▸ **Actions to take**
1. Summarize the text on staff management in Rulers of the Sea in two sentences.
2. Using the text on staff management in Rulers of the Sea, answer these questions.
(a) What happens to staff members who quit or are fired?
(b) What determines whether staff members can progress?
(c) What notations can individual characters get in their performance logs?

▸ **Text for analysis**
▶

In Rulers of the Sea you experience the life of a Captain, Officer or Director. When it comes to sailing a ship, running a business or commanding soldiers, there is little that gamers do themselves. They give the orders and the staff carries them out.
Every staff member is unique. They have a custom name, birthdate, birthplace, personality and appearance. When a gamer employs them, the experience adds to their abilities and resumé. If they quit or are fired, they rotate back into a recruitment pool and can be hired again. Their employment track record, including certifications, promotions and incidents, are all registered in their logbook.
The quality of a ship, an army unit or a business is largely determined by the quality of its staff. The quality of the staff is determined by the values of morale, loyalty, ambition, health, courage and charisma. These values are influenced by how they are managed and by circumstances. Losing battles, a poor diet, an extremely strict boss or a nasty disease, none of it helps. But a staff member also has a personality, not everyone is as ambitious or charismatic as the next person.
Education and skill also determine the quality of staff. Their level of literacy and numeracy determine whether they can progress. If they are capable and ambitious enough, they can be sent to the same University and Academy courses gamers go to, and gain skills and certifications that make them expert seamen, craftsmen, officers, specialists and even Captains and Directors.
Managing staff is not without challenges. The gamer often gets confronted with issues. Maybe a staff member misbehaved, had an accident, got ill, shows poor performance or demands a promotion. All these issues need to be addressed and the choices the gamer makes have an influence on the staff member, and possibly on the entire staff, as managers are often judged by their decisions.
Gamers that do not care much for the headaches of management can concentrate on getting good officers or managers that take care of the issues. They might not always make the best decisions, depending on their personal qualities, but they do keep the problems away from their commander.
When it comes to the effects of management, it is never quite clear how decisions impact them. Differences in production or performance of a crew or workforce can be noted, but individual characters get officer notations in their performance logs such as ‘average’, ‘good’, or ‘poor’. There is never a clear report on what impact a decision has. Management is as much a matter of instinct, principles and heart, and staff will gradually shape itself to the management style of the gamer.
The management simulation makes crew, workers and soldiers real. In Rulers of the Sea gamers will care about the fate of those they command, but if management is not their passion, they can leave the details to their officers.

◀

▸ **Provided material**
▶

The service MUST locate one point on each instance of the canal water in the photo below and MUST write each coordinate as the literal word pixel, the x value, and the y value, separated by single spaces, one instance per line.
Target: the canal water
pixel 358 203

◀
▶

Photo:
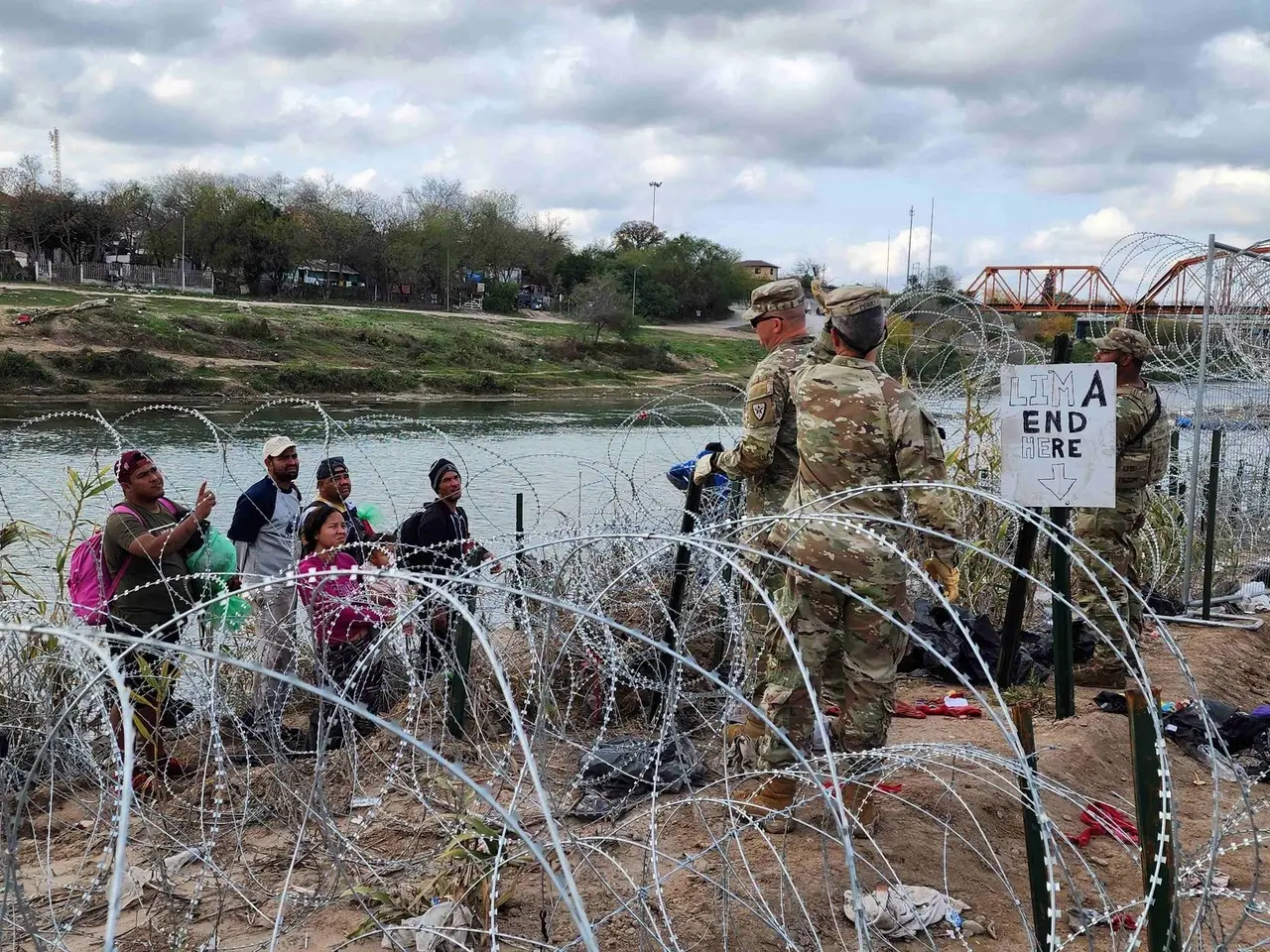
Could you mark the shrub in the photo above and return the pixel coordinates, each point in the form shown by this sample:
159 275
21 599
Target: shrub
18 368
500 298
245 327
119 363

◀

▸ **Written answers**
1. In Rulers of the Sea, gamers give orders that a staff of unique individuals carries out, and the quality of a ship, army unit or business depends largely on that staff's morale, loyalty, ambition, health, courage, charisma, education and skill. Gamers must address staff issues whose effects are never clearly reported, or they can leave those details to good officers or managers.

2.
(a) They rotate back into a recruitment pool and can be hired again.
(b) Their level of literacy and numeracy.
(c) ‘average’, ‘good’, or ‘poor’.